And the best example I use is a caterpillar to butterfly. So caterpillar is a creature that moves slow and moves on earth, while a butterfly has wings and moves faster and flies in between. The caterpillar has to go into a cocoon, and there's momentarily death of an actual creature that used to walk and perform in a certain way into a totally different creature. That is the scariest. And where people fail away because they get stuck in their pattern, because they go and like, no, no, no, I want to go back to being a caterpillar, but if actually people let go of being a caterpillar, they would be able to spread their wings and fly. And that's the temporary identity crisis.

Andrea [00:27:03]:

Yeah, it's brilliant. It's a perfect metaphor, and the butterfly example is perfect for that. All right, great. So let's shift a little bit here on something that I know that you are that's important to you, and I think it's important to everyone. And sometimes I think we just miss it because we are so much busy in what we are doing, essentially, is the element of passion. So you. You wrote about, you spoke about passion and something that is critical for, you know, as a purpose, but also critical then to keep you alive, really. So what's your view about passion? So, I mean, we know the definition of passion, but I'm interesting to understand what is your angle about passion.

Moustafa [00:27:42]:

Thank you very much. And that's where my journey started. So that will always be the dearest to my heart. Think of it like a first child. That's the base of everything I do, is around passion. At the end of the day, there is no mindset, mastery or healing past or whatever, unless you're truly ignited with passion. My research for a few years, the early stages, so between, say, 22,008 till 2012, 2013, was me just researching randomly. And then from 2013, it was professionally researching and interviewing and podcasting on one word, passion.

Moustafa [00:28:10]:

I've done about 160 interviews face to face, talking to people about one question, what does passion really mean to you? And my learning was the word passion is like the word love is very misconceived. When somebody says to somebody, I love you, what does that mean? I love you for one night. I love you forever. I love you for a purpose, because you're benefiting me for money or for whatever it is. It's very vague. It's very utilized. In many ways, passion is the same. The passion, the definition of the dictionary is any powerful or compelling feeling, okay? So that naturally means passion is doing what you love.

Moustafa [00:28:44]:

As I started doing interviews, it was a discussion with Brian Tracy, and he said to me, you're never going to be passionate about something unless you're really good at it. So then the definition of passion, because it makes sense. Think of it. If I get on stage and every time I want to be a singer and every time I want to sing, I sound like a goat, people are going to boo me. And if I'm not getting better at it, I'm going to lose that passion and that drive. So then the definition of passion became doing what you love and what you are good at. And as I was doing that, I interviewed von Strompenars. He wrote the riding the waves of culture.

### Extracted entries
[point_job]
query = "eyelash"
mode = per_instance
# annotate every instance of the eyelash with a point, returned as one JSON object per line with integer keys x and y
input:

### Given exercise 1
Could you print the Block 1 rows, from "[point_job]" through "input:", line for line with nothing altered?
### Given exercise 2
How does the interview about passion carry on after "He wrote the riding the waves of culture"? Write the continuation from that point.

### Final answer 1
[point_job]
query = "eyelash"
mode = per_instance
# annotate every instance of the eyelash with a point, returned as one JSON object per line with integer keys x and y
input:

### Final answer 2
Moustafa [00:29:17]:

He's the foremost, number one authority on the corporate culture in the world. And he said to me, be careful because the wrong kind of passion can hurt the world. I was like, what do you mean wrong kind of passion can hurt the world? I am mister passion, and I talk about old passion topics, and passion is all good. He was really, think about Hitler. He was doing what he loved and he was really good at it. We're not here to judge if it was good in the absolute, but performance wise, he was good at being whatever he was, but it was not good for the world. So then the definition of passion became doing what you love and doing what you're good at and is of value to the world. So it's not just personal.

Moustafa [00:29:57]:

It has to has, it has to have a purpose element back to the purpose conversation. And then over time, I would do all these inspirational talks and I do passion, you know, doing what you love, what you're good at, and is a value to the world. Six months later, I come back and I see people from the same company. I'm like, oh, so how's the passion going? They're like, oh, a passion. Yeah, yeah, yeah. Okay, okay. Yeah, we feel forgot about. I'm.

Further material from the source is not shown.